Labeled-object pointing entries:
────

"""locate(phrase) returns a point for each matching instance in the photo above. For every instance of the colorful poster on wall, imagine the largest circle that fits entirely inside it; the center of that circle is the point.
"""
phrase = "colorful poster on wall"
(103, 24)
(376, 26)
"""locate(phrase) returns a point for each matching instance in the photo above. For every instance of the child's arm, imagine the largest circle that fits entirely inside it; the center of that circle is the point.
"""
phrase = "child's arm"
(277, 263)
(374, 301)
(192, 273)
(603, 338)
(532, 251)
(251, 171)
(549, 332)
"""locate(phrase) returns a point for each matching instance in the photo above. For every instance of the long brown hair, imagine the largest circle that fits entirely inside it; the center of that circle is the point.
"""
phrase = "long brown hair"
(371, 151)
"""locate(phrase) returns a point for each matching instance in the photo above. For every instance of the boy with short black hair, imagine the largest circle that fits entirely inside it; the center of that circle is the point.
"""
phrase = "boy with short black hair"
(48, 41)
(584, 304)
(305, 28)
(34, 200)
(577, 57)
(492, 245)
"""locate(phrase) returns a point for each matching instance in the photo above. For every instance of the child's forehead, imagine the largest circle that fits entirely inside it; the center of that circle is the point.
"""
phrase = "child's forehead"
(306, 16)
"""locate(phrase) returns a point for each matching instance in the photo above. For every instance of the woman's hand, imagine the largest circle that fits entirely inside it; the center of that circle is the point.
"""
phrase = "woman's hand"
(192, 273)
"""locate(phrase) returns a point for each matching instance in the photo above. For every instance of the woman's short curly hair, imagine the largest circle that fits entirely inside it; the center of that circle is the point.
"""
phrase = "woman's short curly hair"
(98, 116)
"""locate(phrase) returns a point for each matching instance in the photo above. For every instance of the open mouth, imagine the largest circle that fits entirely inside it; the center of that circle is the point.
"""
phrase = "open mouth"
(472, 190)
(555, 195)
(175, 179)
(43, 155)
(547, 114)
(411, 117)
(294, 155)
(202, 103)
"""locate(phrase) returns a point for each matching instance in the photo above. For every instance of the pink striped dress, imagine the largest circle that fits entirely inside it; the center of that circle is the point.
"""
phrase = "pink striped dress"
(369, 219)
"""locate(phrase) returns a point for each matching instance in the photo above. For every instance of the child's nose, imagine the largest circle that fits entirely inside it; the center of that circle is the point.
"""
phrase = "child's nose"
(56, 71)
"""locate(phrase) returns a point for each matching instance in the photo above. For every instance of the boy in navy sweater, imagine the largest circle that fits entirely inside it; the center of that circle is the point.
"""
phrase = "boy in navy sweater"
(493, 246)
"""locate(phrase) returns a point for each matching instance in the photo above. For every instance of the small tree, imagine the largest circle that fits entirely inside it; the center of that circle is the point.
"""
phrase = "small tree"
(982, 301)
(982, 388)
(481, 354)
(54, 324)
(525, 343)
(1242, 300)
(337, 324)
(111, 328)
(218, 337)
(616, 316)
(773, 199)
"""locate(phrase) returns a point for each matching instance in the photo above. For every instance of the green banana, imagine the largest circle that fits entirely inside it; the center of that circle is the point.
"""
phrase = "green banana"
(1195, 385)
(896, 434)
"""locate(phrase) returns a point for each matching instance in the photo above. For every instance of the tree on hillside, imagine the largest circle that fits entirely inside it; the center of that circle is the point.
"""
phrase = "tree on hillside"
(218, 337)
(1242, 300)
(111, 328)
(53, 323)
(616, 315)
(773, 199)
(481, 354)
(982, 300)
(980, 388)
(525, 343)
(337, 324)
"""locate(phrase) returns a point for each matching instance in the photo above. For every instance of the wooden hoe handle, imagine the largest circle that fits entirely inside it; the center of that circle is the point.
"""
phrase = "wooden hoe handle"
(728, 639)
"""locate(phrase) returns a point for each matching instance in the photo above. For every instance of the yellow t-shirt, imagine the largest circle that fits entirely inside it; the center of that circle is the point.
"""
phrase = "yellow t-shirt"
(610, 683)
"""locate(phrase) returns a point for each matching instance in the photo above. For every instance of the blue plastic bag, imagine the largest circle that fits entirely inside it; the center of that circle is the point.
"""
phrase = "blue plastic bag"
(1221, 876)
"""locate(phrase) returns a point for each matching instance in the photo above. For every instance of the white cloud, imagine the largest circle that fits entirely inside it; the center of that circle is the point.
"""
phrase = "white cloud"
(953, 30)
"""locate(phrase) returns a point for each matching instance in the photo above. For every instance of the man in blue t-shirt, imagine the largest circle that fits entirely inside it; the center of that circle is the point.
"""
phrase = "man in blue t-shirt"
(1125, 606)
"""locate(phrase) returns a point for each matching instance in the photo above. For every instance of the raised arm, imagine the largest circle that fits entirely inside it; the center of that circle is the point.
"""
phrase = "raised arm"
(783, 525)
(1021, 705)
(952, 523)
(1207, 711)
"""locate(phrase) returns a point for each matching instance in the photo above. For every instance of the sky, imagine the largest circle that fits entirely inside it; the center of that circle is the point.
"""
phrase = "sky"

────

■ DIRECTIONS ■
Rewrite the stretch from the line containing "the sky, imagine" through the end of the records, changing "largest" to "biggest" and leaving everything else untouched.

■ RESPONSE TO THIS TASK ■
"""locate(phrase) returns a point for each matching instance in the photo above. For every instance of the sky, imagine the biggest circle that fits entirely inside it; the center of that circle is the point.
"""
phrase = "sky"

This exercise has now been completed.